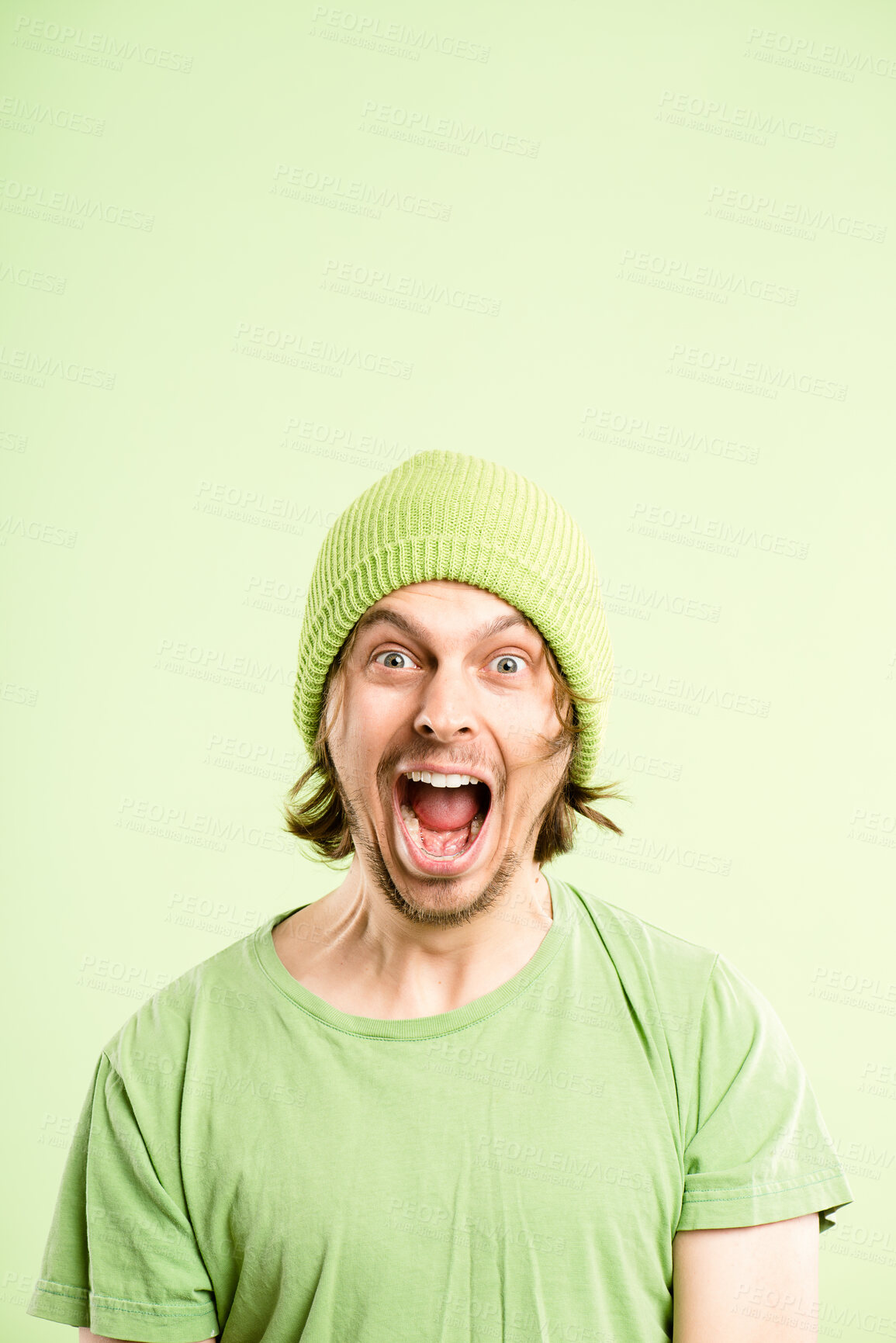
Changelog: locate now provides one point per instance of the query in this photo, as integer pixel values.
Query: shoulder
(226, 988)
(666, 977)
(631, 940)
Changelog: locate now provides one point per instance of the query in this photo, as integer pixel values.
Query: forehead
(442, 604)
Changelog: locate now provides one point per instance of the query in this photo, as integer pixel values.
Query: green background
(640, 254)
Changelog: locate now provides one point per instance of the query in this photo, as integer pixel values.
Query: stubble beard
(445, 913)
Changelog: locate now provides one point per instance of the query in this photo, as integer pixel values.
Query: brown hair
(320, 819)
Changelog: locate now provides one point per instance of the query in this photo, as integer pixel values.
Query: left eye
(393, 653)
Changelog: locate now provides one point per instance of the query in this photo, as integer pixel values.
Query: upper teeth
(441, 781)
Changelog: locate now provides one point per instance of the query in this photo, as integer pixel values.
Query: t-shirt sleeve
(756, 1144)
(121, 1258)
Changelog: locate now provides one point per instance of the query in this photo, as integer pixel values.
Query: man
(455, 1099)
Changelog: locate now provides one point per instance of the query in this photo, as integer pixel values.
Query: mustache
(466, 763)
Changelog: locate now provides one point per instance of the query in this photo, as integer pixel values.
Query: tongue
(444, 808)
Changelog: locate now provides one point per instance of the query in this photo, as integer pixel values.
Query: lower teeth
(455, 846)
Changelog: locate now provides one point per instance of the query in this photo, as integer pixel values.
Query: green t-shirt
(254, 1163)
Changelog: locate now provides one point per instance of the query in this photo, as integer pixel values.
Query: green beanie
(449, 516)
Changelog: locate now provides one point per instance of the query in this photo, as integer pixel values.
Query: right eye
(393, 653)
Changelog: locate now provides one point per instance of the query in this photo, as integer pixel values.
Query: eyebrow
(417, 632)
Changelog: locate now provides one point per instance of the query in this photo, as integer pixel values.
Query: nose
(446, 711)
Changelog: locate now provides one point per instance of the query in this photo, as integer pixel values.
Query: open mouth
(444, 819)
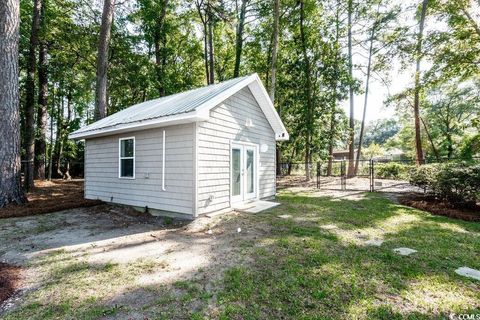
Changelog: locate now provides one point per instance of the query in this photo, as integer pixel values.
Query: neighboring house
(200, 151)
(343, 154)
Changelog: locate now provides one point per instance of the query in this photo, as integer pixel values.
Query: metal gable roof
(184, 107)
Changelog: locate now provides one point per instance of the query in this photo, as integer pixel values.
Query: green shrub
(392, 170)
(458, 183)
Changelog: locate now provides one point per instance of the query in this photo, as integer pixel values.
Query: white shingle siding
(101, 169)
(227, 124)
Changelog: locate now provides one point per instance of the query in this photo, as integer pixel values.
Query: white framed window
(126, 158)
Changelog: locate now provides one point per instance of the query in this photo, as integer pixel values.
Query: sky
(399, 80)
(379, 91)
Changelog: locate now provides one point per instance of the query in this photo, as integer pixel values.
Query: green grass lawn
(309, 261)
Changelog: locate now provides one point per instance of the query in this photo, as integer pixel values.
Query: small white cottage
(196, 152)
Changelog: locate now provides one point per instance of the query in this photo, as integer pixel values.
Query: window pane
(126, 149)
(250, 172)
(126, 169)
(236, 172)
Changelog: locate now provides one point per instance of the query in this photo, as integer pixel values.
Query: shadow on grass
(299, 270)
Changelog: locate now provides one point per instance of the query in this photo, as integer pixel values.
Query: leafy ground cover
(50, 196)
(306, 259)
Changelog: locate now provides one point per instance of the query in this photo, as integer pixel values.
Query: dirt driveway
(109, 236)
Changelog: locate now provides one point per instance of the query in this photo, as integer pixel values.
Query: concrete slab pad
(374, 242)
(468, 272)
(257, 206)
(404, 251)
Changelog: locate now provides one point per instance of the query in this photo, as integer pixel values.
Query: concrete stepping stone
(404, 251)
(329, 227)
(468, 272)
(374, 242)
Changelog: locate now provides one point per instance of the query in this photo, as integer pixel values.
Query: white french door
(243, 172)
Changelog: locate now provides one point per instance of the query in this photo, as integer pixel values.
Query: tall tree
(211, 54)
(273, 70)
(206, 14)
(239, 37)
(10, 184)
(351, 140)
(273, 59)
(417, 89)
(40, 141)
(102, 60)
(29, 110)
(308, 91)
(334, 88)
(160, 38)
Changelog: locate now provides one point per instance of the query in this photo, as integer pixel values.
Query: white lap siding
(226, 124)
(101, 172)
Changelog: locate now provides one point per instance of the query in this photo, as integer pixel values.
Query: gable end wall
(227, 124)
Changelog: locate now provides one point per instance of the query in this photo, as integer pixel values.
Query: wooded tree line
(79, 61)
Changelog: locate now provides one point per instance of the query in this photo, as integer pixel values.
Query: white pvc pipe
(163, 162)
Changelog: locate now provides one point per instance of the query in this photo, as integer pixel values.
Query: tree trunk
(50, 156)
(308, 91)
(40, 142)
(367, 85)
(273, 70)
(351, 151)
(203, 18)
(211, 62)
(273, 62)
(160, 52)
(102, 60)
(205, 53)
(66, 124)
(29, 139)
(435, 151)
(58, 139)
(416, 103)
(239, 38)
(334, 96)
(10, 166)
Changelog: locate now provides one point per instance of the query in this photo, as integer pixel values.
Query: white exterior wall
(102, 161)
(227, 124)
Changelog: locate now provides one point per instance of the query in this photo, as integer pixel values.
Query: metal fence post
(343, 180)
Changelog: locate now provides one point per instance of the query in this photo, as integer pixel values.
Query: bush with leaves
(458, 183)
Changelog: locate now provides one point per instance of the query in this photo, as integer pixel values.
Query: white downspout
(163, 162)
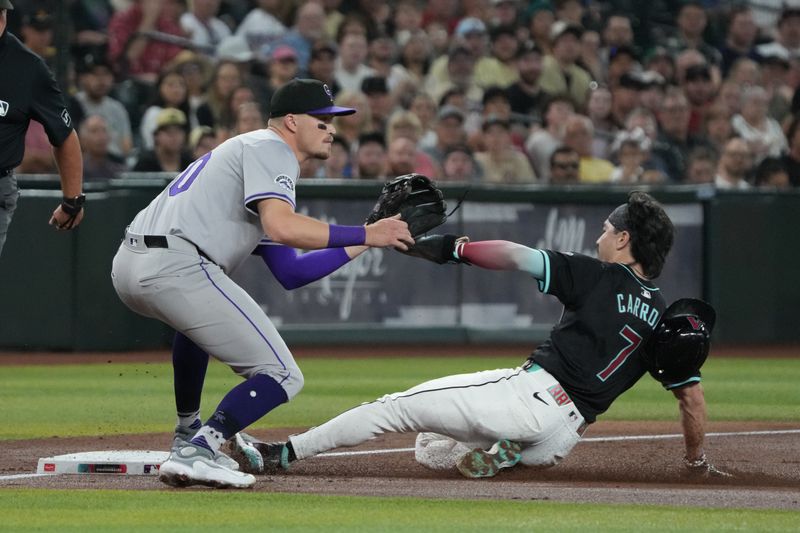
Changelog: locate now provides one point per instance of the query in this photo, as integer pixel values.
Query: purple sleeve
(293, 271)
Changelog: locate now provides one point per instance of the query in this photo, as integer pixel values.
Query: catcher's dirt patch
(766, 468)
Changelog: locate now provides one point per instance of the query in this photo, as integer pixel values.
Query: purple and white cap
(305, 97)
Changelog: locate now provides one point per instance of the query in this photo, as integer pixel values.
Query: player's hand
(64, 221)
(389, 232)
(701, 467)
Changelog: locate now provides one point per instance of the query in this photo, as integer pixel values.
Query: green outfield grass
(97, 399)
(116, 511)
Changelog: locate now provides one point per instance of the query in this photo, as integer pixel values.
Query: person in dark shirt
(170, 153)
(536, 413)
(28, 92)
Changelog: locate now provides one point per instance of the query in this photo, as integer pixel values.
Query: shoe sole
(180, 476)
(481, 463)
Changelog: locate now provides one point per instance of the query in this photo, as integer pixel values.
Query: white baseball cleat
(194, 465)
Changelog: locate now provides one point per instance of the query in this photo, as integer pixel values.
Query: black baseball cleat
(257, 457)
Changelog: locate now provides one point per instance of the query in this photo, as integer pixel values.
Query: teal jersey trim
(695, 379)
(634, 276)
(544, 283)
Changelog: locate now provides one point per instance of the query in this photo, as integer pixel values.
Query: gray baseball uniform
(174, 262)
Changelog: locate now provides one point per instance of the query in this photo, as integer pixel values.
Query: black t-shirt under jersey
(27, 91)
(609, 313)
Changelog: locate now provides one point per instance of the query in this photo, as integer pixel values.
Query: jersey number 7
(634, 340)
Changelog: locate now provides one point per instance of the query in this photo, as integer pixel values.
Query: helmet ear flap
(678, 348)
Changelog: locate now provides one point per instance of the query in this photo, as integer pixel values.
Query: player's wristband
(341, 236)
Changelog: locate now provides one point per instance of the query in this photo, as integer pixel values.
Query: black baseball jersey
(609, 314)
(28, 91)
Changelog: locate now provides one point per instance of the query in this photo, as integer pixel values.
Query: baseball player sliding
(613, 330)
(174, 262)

• [Stated problem] Turn every line of the material above into a Markdown table with two columns, Row for the row number and Line for the text of that line. Skip blank lines and leave the pictures out.

• [Problem solution]
| Row | Line |
|---|---|
| 1 | Changelog: locate now provides one point per instance of the query in this photo, as integer pixel values. |
| 2 | Query: shoulder |
| 3 | (226, 988) |
| 4 | (666, 977) |
| 5 | (631, 940) |
| 6 | Changelog: locate now provides one point per instance of the query in this photo, as integer pixel values. |
| 7 | Query: forehead |
| 8 | (442, 604) |
| 9 | Changelog: locate now provides one point per instance of the query in this photo, as integer pixel values. |
| 10 | Query: green background |
| 11 | (640, 254) |
| 12 | Changelog: locate now provides one point per instance of the query in this photo, as integer pixel values. |
| 13 | Query: stubble beard |
| 14 | (445, 913) |
| 15 | Changelog: locate now provides one point per instance of the query in this photo, as integer pixel values. |
| 16 | Query: brown hair |
| 17 | (320, 819) |
| 18 | Changelog: locate now provides one point per instance of the query in this photo, as integer pixel values. |
| 19 | Query: left eye |
| 20 | (393, 653) |
| 21 | Changelog: locate now provides one point per instance of the query in this photo, as integer pixel values. |
| 22 | Query: upper teeth |
| 23 | (441, 781) |
| 24 | Changelog: locate now provides one point per instance of the query in this photo, as integer pixel values. |
| 25 | Query: t-shirt sleeve |
| 26 | (756, 1144) |
| 27 | (121, 1258) |
| 28 | Changelog: locate now provides one point per instance of the query in this photo, as integer pixel values. |
| 29 | Query: man |
| 30 | (455, 1099) |
| 31 | Changelog: locate now provides one point per instance of the query in this photo, as integer pixel values. |
| 32 | Query: mustache |
| 33 | (466, 763) |
| 34 | Changelog: locate now provides one point per instance of the query in this photo, as integer pixel values. |
| 35 | Query: tongue |
| 36 | (444, 808) |
| 37 | Changelog: locate now provides one point per instance of the query in this photo, as integer pixel values. |
| 38 | Query: lower teeth |
| 39 | (455, 846) |
| 40 | Changelog: locate now provides one point per instance of the query in this photo, as integer pixel values. |
| 41 | Query: green t-shirt |
| 42 | (254, 1163) |
| 43 | Changelog: locate now provides one point per instance of the query in this photo, as integer pixel values. |
| 44 | Query: green beanie |
| 45 | (449, 516) |
| 46 | Changelog: locate now provides one point per instance of the query in this photo, as integer pixel values. |
| 47 | Query: right eye |
| 48 | (393, 653) |
| 49 | Changelog: locate now provides one point per instance of the query in this photo, as integer pixel values. |
| 50 | Query: eyebrow |
| 51 | (417, 632) |
| 52 | Changelog: locate now provides one point per instance of the query in this photo, as integer pixel values. |
| 53 | Query: nose |
| 54 | (446, 711) |
| 55 | Changelog: locate now provides one point per instance of the query in this photo, as integer pixel values. |
| 56 | Query: open mouth |
| 57 | (444, 819) |
| 58 | Changelog: locate now provides one point per instance of the query in this photo, as integer pixel values. |
| 59 | Query: neighboring house |
| 60 | (200, 151) |
| 61 | (343, 154) |
| 62 | Changelog: locate now provides one point per instance of the query in this photo, as integer pixel values. |
| 63 | Query: metal gable roof |
| 64 | (184, 107) |
| 65 | Changelog: locate now provides one point per instance of the query in this photo, as integer pixel values. |
| 66 | Query: green shrub |
| 67 | (392, 170) |
| 68 | (458, 183) |
| 69 | Changelog: locate now provides one point per instance of the query in this photo, as integer pixel values. |
| 70 | Query: white shingle siding |
| 71 | (101, 169) |
| 72 | (227, 124) |
| 73 | Changelog: locate now provides one point per instance of the query in this photo, as integer pixel values. |
| 74 | Query: white framed window |
| 75 | (126, 158) |
| 76 | Changelog: locate now provides one point per instance of the query in this photo, as integer pixel values. |
| 77 | Query: sky |
| 78 | (399, 80) |
| 79 | (379, 91) |
| 80 | Changelog: locate now provides one point per instance of the query in this photo, as integer pixel values. |
| 81 | Query: green grass lawn |
| 82 | (309, 261) |
| 83 | Changelog: locate now provides one point per instance of the query in this photo, as integer pixel values. |
| 84 | Query: small white cottage |
| 85 | (196, 152) |
| 86 | Changelog: locate now provides one point per instance of the query in this photo, as integer pixel values. |
| 87 | Query: window pane |
| 88 | (126, 149) |
| 89 | (250, 172) |
| 90 | (126, 169) |
| 91 | (236, 172) |
| 92 | Changelog: locate now provides one point per instance of the query in this photo, as integer pixel values. |
| 93 | Query: shadow on grass |
| 94 | (299, 270) |
| 95 | Changelog: locate now provides one point per instance of the query in this photo, as integer pixel values. |
| 96 | Query: leafy ground cover |
| 97 | (50, 196) |
| 98 | (306, 259) |
| 99 | Changelog: locate now provides one point per instance of the query in this photo, as integer pixel values. |
| 100 | Query: dirt driveway |
| 101 | (109, 236) |
| 102 | Changelog: locate now provides one point per instance of the query in this photo, as integer pixel values. |
| 103 | Query: concrete slab pad |
| 104 | (374, 242) |
| 105 | (468, 272) |
| 106 | (257, 206) |
| 107 | (404, 251) |
| 108 | Changelog: locate now provides one point per instance of the query in this photo, as integer pixel values. |
| 109 | Query: concrete stepping stone |
| 110 | (404, 251) |
| 111 | (329, 227) |
| 112 | (468, 272) |
| 113 | (374, 242) |
| 114 | Changelog: locate now provides one point per instance of the query in this photo, as integer pixel values. |
| 115 | Query: white french door |
| 116 | (243, 172) |
| 117 | Changelog: locate now provides one point per instance of the query in this photo, as integer pixel values. |
| 118 | Query: tall tree |
| 119 | (211, 54) |
| 120 | (273, 70) |
| 121 | (206, 14) |
| 122 | (239, 37) |
| 123 | (10, 184) |
| 124 | (351, 140) |
| 125 | (273, 59) |
| 126 | (417, 89) |
| 127 | (40, 141) |
| 128 | (102, 60) |
| 129 | (29, 110) |
| 130 | (308, 91) |
| 131 | (334, 88) |
| 132 | (160, 38) |
| 133 | Changelog: locate now provides one point per instance of the query in this photo, as integer pixel values. |
| 134 | Query: white lap siding |
| 135 | (226, 124) |
| 136 | (101, 172) |
| 137 | Changelog: locate now provides one point per instance of the query in this photo, as integer pixel values. |
| 138 | Query: gable end wall |
| 139 | (227, 124) |
| 140 | Changelog: locate now provides one point per instance of the query in this photo, as integer pixel values. |
| 141 | Query: wooded tree line |
| 142 | (79, 61) |
| 143 | Changelog: locate now provides one point per instance of the query in this photo, as integer pixel values. |
| 144 | Query: white pvc pipe |
| 145 | (163, 162) |
| 146 | Changelog: locate now provides one point per instance of the query in this photo, as integer pixel values. |
| 147 | Query: tree trunk |
| 148 | (50, 156) |
| 149 | (308, 91) |
| 150 | (40, 142) |
| 151 | (367, 85) |
| 152 | (273, 70) |
| 153 | (351, 151) |
| 154 | (203, 18) |
| 155 | (211, 62) |
| 156 | (273, 62) |
| 157 | (160, 52) |
| 158 | (102, 60) |
| 159 | (205, 53) |
| 160 | (66, 124) |
| 161 | (29, 139) |
| 162 | (435, 151) |
| 163 | (58, 139) |
| 164 | (416, 103) |
| 165 | (239, 38) |
| 166 | (334, 96) |
| 167 | (10, 166) |
| 168 | Changelog: locate now provides one point per instance of the query in this photo, as integer pixel values. |
| 169 | Query: white exterior wall |
| 170 | (102, 161) |
| 171 | (227, 124) |
| 172 | Changelog: locate now provides one point per instance of the query in this photo, as integer pixel values. |
| 173 | Query: metal fence post |
| 174 | (343, 180) |
| 175 | Changelog: locate now provides one point per instance of the query in this photo, as integer pixel values. |
| 176 | Query: bush with leaves |
| 177 | (458, 183) |
| 178 | Changelog: locate now provides one point per instance of the query in this photo, as integer pixel values. |
| 179 | Query: white downspout |
| 180 | (163, 162) |
| 181 | Changelog: locate now provides one point per instance of the query in this photo, as integer pixel values. |
| 182 | Query: purple sleeve |
| 183 | (293, 271) |
| 184 | Changelog: locate now provides one point per instance of the query in this photo, as integer pixel values. |
| 185 | Query: catcher's dirt patch |
| 186 | (766, 468) |
| 187 | Changelog: locate now provides one point per instance of the query in this photo, as integer pixel values. |
| 188 | Query: purple and white cap |
| 189 | (305, 97) |
| 190 | Changelog: locate now provides one point per instance of the query in this photo, as integer pixel values. |
| 191 | Query: player's hand |
| 192 | (64, 221) |
| 193 | (389, 232) |
| 194 | (701, 467) |
| 195 | Changelog: locate now provides one point per instance of the query in this photo, as integer pixel values. |
| 196 | Query: green outfield grass |
| 197 | (97, 399) |
| 198 | (116, 511) |
| 199 | Changelog: locate now provides one point per instance of the query in this photo, as integer pixel values. |
| 200 | Query: person in dark shirt |
| 201 | (170, 153) |
| 202 | (536, 413) |
| 203 | (28, 92) |
| 204 | Changelog: locate now provides one point per instance of the query in this photo, as integer pixel values. |
| 205 | Query: shoe sole |
| 206 | (180, 476) |
| 207 | (481, 463) |
| 208 | Changelog: locate now provides one point per instance of the query in this photo, as integer pixel values. |
| 209 | Query: white baseball cleat |
| 210 | (194, 465) |
| 211 | Changelog: locate now provides one point per instance of the query in this photo, as integer pixel values. |
| 212 | Query: black baseball cleat |
| 213 | (257, 457) |
| 214 | Changelog: locate now provides one point per instance of the query in this photo, as integer pixel values. |
| 215 | Query: teal jersey trim |
| 216 | (695, 379) |
| 217 | (634, 276) |
| 218 | (544, 283) |
| 219 | Changelog: locate now provides one point per instance of the query in this photo, as integer pixel values. |
| 220 | Query: gray baseball uniform |
| 221 | (174, 262) |
| 222 | Changelog: locate now provides one point per instance of the query in this photo, as integer pixel values. |
| 223 | Query: black t-shirt under jersey |
| 224 | (27, 91) |
| 225 | (609, 313) |
| 226 | Changelog: locate now provides one point per instance of the query in this photo, as integer pixel values. |
| 227 | Query: jersey number 7 |
| 228 | (634, 340) |
| 229 | Changelog: locate now provides one point per instance of the query in this photo, as integer pixel values. |
| 230 | Query: helmet ear flap |
| 231 | (678, 348) |
| 232 | Changelog: locate now provides one point per instance of the query in this photo, as integer pixel values. |
| 233 | Query: player's wristband |
| 234 | (341, 236) |
| 235 | Changelog: locate now provides one point per instance of the query in this photo, as integer pixel values. |
| 236 | Query: black baseball jersey |
| 237 | (609, 314) |
| 238 | (28, 91) |
| 239 | Changelog: locate now provides one point per instance of the query in this photo, as integer pixel values. |
| 240 | Query: baseball player sliding |
| 241 | (613, 330) |
| 242 | (174, 262) |